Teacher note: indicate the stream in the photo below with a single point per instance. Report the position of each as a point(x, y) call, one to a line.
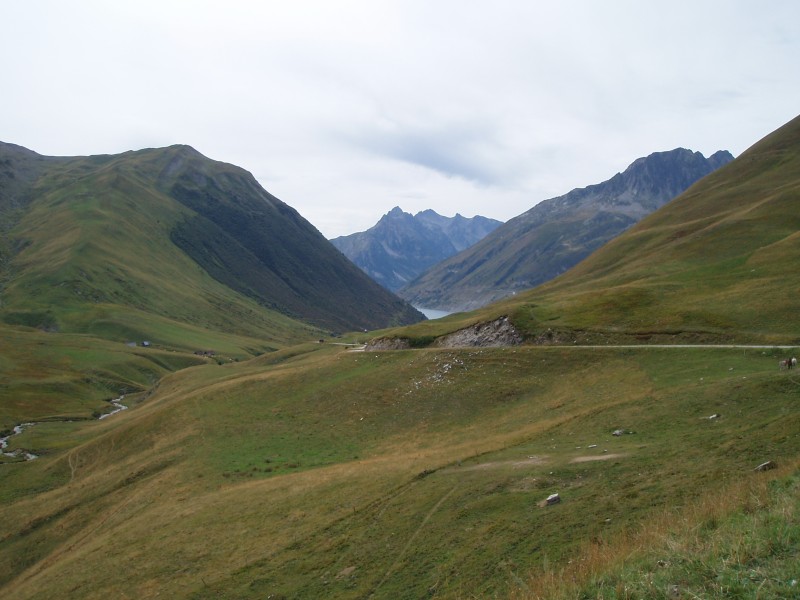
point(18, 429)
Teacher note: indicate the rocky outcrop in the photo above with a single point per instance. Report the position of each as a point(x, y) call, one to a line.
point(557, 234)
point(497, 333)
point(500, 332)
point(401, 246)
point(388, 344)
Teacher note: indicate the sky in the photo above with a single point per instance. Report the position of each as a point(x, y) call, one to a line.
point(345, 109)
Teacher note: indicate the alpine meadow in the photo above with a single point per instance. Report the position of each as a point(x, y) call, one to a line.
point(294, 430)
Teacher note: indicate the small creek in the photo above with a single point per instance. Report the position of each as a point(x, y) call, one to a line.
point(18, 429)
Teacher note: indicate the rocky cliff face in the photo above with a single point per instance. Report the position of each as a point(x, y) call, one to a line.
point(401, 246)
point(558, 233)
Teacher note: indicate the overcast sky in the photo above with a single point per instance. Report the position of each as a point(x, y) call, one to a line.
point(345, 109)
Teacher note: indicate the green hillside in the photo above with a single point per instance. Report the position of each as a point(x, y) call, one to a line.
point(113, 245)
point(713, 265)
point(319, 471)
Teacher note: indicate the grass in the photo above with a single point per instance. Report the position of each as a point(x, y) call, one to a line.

→ TASK TO COMPLETE
Hand back the data exactly as it appears, with all pictures cut.

→ ANSWER SPACE
Teacher note: indicate the stream in the photo below with a single point per instance. Report the position of each as a point(x, y) call, one to a line.
point(18, 429)
Teacher note: indicate the rocky outcrop in the photo above with a single point per instance. Report the position of each as a point(x, y) call, one to a line.
point(557, 234)
point(497, 333)
point(500, 332)
point(401, 246)
point(388, 344)
Teacher note: indicate the sky in the photo above with a single point per instance. Report the position of each as a point(x, y) call, one to a line.
point(345, 109)
Teacher note: indicate the alpine meadow in the photo above with a single point per instance. Report the position of each as a point(x, y) call, one to a line.
point(294, 430)
Teacher note: indicate the small creek in the photo above with a single point per instance. Report the position of each as a point(x, y) call, one to a line.
point(18, 429)
Teacher note: indicate the rocky cliff face in the photo above with a single point per instance. Report the position of each as a point(x, y) call, one to a line.
point(401, 246)
point(558, 233)
Teacher note: indicate the overcast sky in the photo above with a single point per instance. Report the position of each as a point(x, y) call, one to a line.
point(345, 109)
Teacher note: indicate the green hillside in the photo above with a single point per instance. Report the position of each as a point(x, y) call, one to a line.
point(113, 245)
point(713, 265)
point(319, 471)
Teacher note: indicate the grass in the photo above with a single point per instance. Report the position of each as a point(x, y) call, one to a line.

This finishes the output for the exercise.